GIVEN RECORDS >>
============================================================
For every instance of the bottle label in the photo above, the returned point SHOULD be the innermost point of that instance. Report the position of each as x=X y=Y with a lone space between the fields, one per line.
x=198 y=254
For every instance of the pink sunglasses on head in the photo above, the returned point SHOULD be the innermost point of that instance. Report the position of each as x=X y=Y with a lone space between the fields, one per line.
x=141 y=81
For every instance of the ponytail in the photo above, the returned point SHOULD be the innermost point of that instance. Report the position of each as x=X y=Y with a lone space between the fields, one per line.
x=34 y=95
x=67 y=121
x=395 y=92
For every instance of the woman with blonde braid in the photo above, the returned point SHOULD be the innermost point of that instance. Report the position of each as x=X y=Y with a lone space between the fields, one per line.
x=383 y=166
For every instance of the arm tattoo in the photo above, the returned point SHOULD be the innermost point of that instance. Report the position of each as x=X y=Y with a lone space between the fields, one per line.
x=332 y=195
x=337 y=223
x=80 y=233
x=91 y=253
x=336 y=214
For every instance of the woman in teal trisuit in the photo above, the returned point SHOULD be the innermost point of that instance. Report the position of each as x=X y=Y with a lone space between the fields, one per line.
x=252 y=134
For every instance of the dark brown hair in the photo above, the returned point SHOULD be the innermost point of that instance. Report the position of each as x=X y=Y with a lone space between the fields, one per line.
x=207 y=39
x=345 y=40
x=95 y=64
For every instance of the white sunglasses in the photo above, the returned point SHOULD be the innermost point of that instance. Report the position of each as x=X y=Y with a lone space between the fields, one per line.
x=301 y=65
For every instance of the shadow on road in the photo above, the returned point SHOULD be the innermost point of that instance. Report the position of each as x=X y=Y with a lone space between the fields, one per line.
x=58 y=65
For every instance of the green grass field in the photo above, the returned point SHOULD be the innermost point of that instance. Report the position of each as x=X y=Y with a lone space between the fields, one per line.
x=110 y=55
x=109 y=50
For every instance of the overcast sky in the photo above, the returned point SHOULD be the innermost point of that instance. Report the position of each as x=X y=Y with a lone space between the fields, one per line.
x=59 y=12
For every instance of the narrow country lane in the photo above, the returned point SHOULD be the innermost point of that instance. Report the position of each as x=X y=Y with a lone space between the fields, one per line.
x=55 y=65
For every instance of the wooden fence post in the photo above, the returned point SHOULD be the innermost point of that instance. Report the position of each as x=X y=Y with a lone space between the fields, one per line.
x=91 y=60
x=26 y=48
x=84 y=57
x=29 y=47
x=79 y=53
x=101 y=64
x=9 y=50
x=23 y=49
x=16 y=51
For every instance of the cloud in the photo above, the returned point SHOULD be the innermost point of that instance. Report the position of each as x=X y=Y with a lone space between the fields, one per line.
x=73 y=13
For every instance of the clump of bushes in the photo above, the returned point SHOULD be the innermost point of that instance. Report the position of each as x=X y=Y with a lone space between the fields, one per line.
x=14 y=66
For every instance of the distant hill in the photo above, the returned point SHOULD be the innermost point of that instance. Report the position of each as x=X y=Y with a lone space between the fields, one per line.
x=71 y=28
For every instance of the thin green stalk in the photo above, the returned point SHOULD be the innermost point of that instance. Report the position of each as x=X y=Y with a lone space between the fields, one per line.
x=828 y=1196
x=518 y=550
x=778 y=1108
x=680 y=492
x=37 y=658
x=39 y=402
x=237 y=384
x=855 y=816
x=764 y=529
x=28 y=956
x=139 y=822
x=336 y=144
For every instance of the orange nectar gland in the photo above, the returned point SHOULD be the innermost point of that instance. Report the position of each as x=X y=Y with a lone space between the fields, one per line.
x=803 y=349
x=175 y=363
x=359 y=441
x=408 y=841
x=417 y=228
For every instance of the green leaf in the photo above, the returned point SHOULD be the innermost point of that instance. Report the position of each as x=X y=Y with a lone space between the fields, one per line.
============================================================
OBJECTIVE >>
Carry over the items, requests included, starting at the beginning and going through the line with "x=198 y=254", adding -105 to every coordinate in the answers. Copy only those lines.

THE REPLY >>
For every instance of the bottle label in the photo above, the returned point SHOULD be the innermost point of that instance. Report the position of each as x=X y=Y with a lone space between the fields, one per line.
x=93 y=149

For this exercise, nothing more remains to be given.